DATASET:
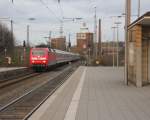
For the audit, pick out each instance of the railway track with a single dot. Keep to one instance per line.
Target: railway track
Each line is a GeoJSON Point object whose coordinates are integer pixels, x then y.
{"type": "Point", "coordinates": [23, 107]}
{"type": "Point", "coordinates": [6, 83]}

TO BE DONE: Reproduce the records above line for line, leaving out the pictures.

RESULT OF THE TASK:
For the audit, pick out each instance of the railway track with a single dot. Keep to one instance per line.
Target: railway track
Each line is a GeoJSON Point object whose coordinates are integer pixels, x then y.
{"type": "Point", "coordinates": [23, 107]}
{"type": "Point", "coordinates": [6, 83]}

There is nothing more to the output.